### WRITTEN EXERCISE 1
Can you repeat the patent excerpt from "All terms used" up to and including "Equation 1 below.", switching "NODE" to "N-ODE" everywhere it appears?
### WRITTEN EXERCISE 2
How would the patent excerpt carry on after its final sentence? Continue it from that point.

### DOCUMENT SEGMENT

Meanwhile, the meanings of terms described herein should be understood as follows.

Terms first, second, etc. may be used herein to distinguish one element from another, and the scope of rights should not be limited by these terms. For example, a first element could be termed a second element, and, similarly, a second element could be termed a first element.

It will be understood that, when an element is referred to as being “connected” or “coupled” to another element, it can be directly connected or coupled to the other element or intervening elements may be present. In contrast, it will be understood that, when an element is referred to as being “directly connected” or “directly coupled” to another element, there are no intervening elements present. Meanwhile, other words used to describe a relationship between elements, that is, “between” versus “directly between,” “adjacent” versus “directly adjacent,” etc. should be interpreted in a like fashion.

It will be understood that the singular forms “a,” “an” and “the” include the plural forms as well, unless the context clearly indicates otherwise, and it will be further understood that the terms “comprise,” “include”, and “have” specify the presence of stated features, integers, steps, operations, elements, components, and/or combinations thereof, but do not preclude the presence or addition of one or more other features, integers, steps, operations, elements, components, and/or combinations thereof.

In respective steps, identification signs (for example, a, b, and c) are used for convenience of description, and the identification signs does not describe an order of the respective steps, and the respective steps may occur in a different order than specified, unless a specific order is clearly described in the context. That is, the respective steps may occur in the same order as specified, may be performed substantially simultaneously, or may be performed in the reverse order.

The present disclosure can be implemented as computer-readable code on a computer-readable recording medium, and the computer-readable recording medium includes all types of recording devices storing data that can be read by a computer system. Examples of the computer-readable recording medium include a ROM, a RAM, a CD-ROM, a magnetic tape, a floppy disk, and an optical data storage device. Further, the computer-readable recording medium may be distributed to computer systems connected through a network and computer-readable codes may be stored and executed in a distributed manner.

All terms used herein have the same meaning as commonly understood by those skilled in the art to which the present disclosure belongs, unless defined otherwise. Terms defined in commonly used dictionaries should be interpreted as consistent with meanings in the context of the related art, and cannot be interpreted as having ideal or excessively formal meanings unless explicitly defined in the present application.

First, a neural ordinary differential equation (hereinafter referred to as NODE) will be described prior to description of an NCDE.

In the NODE, a method for continuously modeling a residual neural network (ResNet) using a differential equation is introduced. The NODE can be expressed as shown in Equation 1 below.

Source data
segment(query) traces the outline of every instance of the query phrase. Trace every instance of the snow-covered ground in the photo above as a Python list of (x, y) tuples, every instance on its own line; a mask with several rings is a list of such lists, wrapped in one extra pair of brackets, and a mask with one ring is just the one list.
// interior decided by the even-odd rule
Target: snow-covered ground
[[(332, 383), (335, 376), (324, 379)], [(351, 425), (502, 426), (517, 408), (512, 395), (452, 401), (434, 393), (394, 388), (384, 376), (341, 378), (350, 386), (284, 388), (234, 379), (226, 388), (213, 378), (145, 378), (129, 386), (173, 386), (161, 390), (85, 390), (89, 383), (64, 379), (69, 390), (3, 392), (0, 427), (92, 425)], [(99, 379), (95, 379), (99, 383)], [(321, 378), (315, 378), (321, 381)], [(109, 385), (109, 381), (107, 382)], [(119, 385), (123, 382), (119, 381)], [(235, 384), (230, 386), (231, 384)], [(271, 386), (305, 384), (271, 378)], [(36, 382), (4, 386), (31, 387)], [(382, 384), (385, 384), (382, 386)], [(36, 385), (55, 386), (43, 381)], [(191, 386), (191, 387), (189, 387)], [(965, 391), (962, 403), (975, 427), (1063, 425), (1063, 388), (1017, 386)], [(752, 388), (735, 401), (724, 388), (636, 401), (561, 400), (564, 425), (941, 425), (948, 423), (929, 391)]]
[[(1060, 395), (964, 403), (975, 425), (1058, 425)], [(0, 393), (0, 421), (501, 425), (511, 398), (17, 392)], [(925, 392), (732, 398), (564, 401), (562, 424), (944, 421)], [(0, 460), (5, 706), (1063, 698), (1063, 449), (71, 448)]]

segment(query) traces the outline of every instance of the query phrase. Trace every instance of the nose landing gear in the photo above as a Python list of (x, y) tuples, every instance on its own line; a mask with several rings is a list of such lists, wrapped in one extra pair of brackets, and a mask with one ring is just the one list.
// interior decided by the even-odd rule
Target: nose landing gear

### ANSWER 1
All terms used herein have the same meaning as commonly understood by those skilled in the art to which the present disclosure belongs, unless defined otherwise. Terms defined in commonly used dictionaries should be interpreted as consistent with meanings in the context of the related art, and cannot be interpreted as having ideal or excessively formal meanings unless explicitly defined in the present application.

First, a neural ordinary differential equation (hereinafter referred to as N-ODE) will be described prior to description of an NCDE.

In the N-ODE, a method for continuously modeling a residual neural network (ResNet) using a differential equation is introduced. The N-ODE can be expressed as shown in Equation 1 below.

### ANSWER 2
z(T)=z(0)+∫₀^Tf(z(t), t;θ_f)dt [Equation 1]

Here, a neural network parameterized by θ_fapproximates z(t)dt and depends on various ODE solvers, including an explicit Euler method, a fourth-order Runge-Kutta (RK4), and Dormand-Prince (DOPRI) method, to solve the integral problem. In particular, when Equation 2 is solved by the explicit Euler method, Equation 2 is reduced to a residual connection. In this connection, the NOED generalizes ResNet in a continuous manner.

Next, the NCDE will be described.

The NODE generalizes ResNet, whereas the NCDE generalizes RNN in a continuous manner in Equation 2 below.

$\begin{matrix} \begin{matrix} z (T) = z (0) + \int_{0}^{T} f (z (t); θ_{f}) dX (t) \\ = z (0) + \int_{0}^{T} f (z (t); θ_{f}) \frac{dX (t)}{dt} dt \end{matrix} & [Equation 2] \end{matrix}$

The controlled differential equation (CDE) is a more advanced concept than an ordinary differential equation (ODE). The integral problem in Equation 1 is a Rienmann integral problem, whereas Equation 1 is a Riemann-Stieltjes integral problem. In Equation 2, z(t)/dt is approximated as

$f (z (t); θ_{f}) \frac{dX (t)}{dt} .$

When z(t)/dt is somehow successfully formulated in a close mathematical form, this can be solved using an existing ODE solver. Therefore, many technologies developed to solve the NODE may also be applied to the NCDE.

Spatiotemporal processing of a time series graph {_t_i (, ε, F_i)}_i=0^Nis obviously more difficult than the spatial processing only (that is, GCN) or temporal processing only (that is, RNN). Thus, many neural networks in which GCN and RNN are combined have been proposed.

In the present disclosure, a new spatiotemporal model based on NCDE and adaptive topology generation technologies is designed.

Hereinafter, the spatiotemporal data processing apparatus and method according to the present disclosure will be described in more detail with reference to FIGS. 1 to 4.

FIG. 1 is a diagram illustrating a spatiotemporal data processing system according to the present disclosure.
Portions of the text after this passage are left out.